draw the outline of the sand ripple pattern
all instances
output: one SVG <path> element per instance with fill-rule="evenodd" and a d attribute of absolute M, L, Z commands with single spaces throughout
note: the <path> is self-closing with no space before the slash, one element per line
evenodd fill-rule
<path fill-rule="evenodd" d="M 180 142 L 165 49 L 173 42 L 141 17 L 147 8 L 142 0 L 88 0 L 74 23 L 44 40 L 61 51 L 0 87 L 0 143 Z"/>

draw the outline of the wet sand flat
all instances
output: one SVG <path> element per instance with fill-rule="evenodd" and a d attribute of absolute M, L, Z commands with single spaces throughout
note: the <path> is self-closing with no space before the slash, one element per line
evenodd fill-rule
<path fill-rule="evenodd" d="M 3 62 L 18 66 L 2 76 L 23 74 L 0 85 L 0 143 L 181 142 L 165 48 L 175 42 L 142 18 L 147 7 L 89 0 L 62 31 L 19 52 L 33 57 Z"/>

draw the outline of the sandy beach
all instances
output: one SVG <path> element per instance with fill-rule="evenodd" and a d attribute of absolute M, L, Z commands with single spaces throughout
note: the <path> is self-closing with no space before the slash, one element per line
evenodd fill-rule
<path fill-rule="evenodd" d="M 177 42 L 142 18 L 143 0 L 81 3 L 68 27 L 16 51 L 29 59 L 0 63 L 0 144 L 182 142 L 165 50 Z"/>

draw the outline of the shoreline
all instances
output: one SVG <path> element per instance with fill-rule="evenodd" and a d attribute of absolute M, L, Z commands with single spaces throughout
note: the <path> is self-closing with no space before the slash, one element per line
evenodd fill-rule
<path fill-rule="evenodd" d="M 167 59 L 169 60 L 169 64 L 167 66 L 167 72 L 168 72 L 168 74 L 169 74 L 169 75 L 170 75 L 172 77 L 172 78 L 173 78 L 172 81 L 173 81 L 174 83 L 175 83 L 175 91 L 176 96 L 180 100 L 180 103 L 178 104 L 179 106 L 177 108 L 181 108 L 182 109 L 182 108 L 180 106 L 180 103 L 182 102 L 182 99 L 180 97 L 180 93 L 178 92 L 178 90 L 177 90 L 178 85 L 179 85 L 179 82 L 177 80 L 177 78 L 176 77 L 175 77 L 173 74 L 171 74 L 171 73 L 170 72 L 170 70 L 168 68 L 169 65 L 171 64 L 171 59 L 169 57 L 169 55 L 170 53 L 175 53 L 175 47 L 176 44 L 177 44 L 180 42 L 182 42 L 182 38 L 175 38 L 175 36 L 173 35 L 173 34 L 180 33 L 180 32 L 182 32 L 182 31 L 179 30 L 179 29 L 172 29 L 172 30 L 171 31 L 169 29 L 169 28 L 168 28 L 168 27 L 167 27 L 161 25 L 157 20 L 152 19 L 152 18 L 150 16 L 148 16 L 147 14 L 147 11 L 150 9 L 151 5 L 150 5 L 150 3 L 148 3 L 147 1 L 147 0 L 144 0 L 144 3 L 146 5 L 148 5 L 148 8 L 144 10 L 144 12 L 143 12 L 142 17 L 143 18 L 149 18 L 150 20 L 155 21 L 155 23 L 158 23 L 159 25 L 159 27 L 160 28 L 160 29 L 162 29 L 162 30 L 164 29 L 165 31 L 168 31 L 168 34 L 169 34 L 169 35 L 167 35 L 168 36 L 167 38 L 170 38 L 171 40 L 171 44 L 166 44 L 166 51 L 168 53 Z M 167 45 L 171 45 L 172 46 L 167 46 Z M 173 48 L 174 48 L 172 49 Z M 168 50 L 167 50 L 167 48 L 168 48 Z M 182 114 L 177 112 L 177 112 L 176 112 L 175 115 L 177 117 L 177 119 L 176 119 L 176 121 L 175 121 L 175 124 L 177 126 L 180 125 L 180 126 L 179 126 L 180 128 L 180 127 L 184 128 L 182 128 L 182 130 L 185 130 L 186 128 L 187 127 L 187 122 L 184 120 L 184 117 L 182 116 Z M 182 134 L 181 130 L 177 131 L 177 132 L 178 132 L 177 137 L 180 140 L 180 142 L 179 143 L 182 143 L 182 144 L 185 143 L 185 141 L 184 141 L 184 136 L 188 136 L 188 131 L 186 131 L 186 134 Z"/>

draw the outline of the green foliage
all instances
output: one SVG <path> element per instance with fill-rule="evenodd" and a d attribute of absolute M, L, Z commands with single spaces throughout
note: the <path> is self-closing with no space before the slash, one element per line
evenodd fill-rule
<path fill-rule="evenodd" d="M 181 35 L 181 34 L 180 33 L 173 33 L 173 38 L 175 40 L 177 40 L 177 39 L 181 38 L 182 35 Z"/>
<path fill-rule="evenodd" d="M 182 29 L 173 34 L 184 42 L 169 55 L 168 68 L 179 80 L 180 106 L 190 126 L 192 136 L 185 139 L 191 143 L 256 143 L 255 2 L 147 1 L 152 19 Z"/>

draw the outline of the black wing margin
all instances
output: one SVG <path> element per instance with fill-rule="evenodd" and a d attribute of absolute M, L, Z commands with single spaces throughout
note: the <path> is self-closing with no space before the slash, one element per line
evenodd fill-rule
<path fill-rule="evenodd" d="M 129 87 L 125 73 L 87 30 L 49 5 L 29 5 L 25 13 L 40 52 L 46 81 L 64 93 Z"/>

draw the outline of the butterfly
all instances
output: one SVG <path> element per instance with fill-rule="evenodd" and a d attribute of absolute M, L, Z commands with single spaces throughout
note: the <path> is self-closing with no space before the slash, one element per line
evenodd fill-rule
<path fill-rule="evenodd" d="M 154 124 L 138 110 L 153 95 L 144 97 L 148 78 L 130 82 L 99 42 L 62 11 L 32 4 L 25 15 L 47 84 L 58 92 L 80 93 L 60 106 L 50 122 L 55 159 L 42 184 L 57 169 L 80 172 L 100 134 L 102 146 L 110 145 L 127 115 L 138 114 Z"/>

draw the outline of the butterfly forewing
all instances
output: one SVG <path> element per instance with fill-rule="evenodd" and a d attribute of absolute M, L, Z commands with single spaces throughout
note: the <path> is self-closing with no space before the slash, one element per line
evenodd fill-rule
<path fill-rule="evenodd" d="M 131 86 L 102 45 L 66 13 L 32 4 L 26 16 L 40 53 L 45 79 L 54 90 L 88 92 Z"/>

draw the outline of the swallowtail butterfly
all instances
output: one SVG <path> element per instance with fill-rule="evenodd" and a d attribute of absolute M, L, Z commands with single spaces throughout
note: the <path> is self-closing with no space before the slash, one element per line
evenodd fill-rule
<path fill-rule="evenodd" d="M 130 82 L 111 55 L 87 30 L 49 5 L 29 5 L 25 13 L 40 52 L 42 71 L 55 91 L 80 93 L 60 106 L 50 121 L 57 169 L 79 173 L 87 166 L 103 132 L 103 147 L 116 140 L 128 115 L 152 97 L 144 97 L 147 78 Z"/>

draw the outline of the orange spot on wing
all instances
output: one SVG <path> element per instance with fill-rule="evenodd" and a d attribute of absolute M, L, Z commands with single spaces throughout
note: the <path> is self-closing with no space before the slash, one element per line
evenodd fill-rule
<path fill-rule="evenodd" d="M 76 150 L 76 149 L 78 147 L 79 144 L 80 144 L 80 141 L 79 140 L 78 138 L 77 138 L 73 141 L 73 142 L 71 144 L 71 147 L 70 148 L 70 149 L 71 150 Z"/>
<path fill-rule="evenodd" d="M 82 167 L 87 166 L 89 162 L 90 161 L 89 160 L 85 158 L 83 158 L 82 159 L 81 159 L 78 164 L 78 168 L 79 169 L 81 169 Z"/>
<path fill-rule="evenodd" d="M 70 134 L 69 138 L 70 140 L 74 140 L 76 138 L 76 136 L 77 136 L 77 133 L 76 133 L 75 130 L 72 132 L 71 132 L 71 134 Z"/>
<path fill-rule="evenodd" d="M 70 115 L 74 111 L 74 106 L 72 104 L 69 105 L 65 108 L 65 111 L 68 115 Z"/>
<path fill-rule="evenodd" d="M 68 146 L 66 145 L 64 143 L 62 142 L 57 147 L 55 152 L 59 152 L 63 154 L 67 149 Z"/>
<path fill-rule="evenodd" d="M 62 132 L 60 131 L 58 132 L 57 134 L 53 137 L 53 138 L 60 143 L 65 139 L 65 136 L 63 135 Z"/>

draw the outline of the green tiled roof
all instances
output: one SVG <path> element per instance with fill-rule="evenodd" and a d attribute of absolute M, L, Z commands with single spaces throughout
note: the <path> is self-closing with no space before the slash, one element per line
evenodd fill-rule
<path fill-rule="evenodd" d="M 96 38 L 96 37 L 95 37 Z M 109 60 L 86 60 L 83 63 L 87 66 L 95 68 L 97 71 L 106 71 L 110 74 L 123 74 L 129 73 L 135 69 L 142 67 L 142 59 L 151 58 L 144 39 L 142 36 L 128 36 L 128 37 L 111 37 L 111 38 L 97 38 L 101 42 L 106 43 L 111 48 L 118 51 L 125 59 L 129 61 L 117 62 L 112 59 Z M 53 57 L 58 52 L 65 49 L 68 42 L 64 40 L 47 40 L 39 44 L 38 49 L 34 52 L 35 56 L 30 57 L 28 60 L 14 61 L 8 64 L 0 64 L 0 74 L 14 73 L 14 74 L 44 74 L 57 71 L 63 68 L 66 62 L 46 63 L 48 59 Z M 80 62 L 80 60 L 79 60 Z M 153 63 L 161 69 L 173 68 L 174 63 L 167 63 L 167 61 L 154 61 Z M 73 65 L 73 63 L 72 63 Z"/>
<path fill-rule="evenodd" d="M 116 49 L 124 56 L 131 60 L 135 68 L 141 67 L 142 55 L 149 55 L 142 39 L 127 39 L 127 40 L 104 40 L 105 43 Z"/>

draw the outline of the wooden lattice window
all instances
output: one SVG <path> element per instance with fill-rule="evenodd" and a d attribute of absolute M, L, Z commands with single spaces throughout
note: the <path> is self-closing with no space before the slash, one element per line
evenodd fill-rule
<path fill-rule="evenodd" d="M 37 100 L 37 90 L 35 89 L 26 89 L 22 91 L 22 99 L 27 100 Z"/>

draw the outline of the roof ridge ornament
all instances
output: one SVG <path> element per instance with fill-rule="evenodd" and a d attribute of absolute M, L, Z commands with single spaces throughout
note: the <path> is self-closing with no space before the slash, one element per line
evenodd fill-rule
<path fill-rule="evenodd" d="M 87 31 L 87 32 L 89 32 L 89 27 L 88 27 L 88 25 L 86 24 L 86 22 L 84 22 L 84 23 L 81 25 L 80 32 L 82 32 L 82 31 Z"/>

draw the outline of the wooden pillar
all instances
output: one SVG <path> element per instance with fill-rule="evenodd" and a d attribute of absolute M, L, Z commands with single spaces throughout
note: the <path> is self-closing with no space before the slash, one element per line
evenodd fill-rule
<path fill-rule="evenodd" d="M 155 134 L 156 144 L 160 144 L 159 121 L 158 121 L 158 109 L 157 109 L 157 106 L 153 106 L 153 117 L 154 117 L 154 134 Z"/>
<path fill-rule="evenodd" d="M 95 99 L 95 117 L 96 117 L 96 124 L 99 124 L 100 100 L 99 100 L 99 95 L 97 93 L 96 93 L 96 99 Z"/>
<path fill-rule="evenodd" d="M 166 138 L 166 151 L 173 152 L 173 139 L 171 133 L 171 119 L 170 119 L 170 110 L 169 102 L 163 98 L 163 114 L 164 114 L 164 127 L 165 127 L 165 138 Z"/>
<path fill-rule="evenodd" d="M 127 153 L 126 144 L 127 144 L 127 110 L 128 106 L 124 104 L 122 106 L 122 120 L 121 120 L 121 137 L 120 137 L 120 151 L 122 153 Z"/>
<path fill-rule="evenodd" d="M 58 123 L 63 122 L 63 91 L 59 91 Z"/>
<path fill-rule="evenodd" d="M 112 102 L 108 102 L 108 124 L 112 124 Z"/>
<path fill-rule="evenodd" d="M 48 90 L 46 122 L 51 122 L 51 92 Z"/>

○ ○ ○ ○ ○ ○ ○

Written instruction - Please give the stretch of the listing above that starts with the line containing "draw the outline of the wet sand flat" and runs through the line containing "0 143 L 181" as a Markdown table, with a Row column numbering each line and a Line column holding it, leaving out blank lines.

Written answer -
| Row | Line |
|---|---|
| 1 | draw the outline of the wet sand flat |
| 2 | all instances |
| 3 | output: one SVG <path> element per instance with fill-rule="evenodd" and a d attribute of absolute M, L, Z commands with single spaces throughout |
| 4 | note: the <path> is self-closing with no space before the slash, one element per line |
| 5 | evenodd fill-rule |
| 6 | <path fill-rule="evenodd" d="M 3 62 L 18 66 L 2 76 L 23 74 L 0 85 L 0 143 L 181 142 L 165 48 L 175 42 L 142 18 L 147 7 L 89 0 L 62 31 L 19 52 L 33 57 Z"/> |